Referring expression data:
===============
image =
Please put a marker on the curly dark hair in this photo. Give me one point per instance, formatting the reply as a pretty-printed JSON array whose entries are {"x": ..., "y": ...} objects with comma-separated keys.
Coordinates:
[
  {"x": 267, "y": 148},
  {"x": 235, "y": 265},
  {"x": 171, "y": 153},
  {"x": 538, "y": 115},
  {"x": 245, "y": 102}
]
===============
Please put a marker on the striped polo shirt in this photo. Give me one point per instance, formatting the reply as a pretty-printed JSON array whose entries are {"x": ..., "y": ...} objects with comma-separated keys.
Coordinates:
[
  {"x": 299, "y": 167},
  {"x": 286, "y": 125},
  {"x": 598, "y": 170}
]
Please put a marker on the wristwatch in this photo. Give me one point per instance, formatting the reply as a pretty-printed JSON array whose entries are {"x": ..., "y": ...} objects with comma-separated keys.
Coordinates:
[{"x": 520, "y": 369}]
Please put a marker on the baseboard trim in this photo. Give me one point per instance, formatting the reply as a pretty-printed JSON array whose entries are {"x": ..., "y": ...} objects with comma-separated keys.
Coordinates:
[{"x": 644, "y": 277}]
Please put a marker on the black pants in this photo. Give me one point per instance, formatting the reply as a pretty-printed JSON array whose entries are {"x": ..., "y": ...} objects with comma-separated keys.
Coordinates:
===============
* [The task]
In the data above, which lines include "Give"? Return those lines.

* [Written solution]
Please put a marker on the curly dark hair in this photo. Give me one point per instance, formatting the reply as a pretty-printed JSON array whose entries are {"x": ..., "y": ...} objects with comma-separated keys.
Please put a marker on the striped polo shirt in this photo. Give me one point per instance, formatting the reply as a pretty-printed JSON array whose entries are {"x": ..., "y": ...} objects with comma-separated keys.
Please put a marker on the wristwatch in this photo. Give me one point per instance, formatting the reply as a pretty-printed JSON array whose entries are {"x": ..., "y": ...} objects with comma-separated keys.
Please put a marker on the baseboard trim in this photo. Give me one point per instance, formatting the reply as a pretty-printed JSON array whose entries are {"x": ..., "y": ...} objects with comma-separated keys.
Please put a marker on the black pants in this photo. Give me one point per instance, formatting the reply as a pretty-printed JSON array whose entries are {"x": ..., "y": ...} objects with comma-separated keys.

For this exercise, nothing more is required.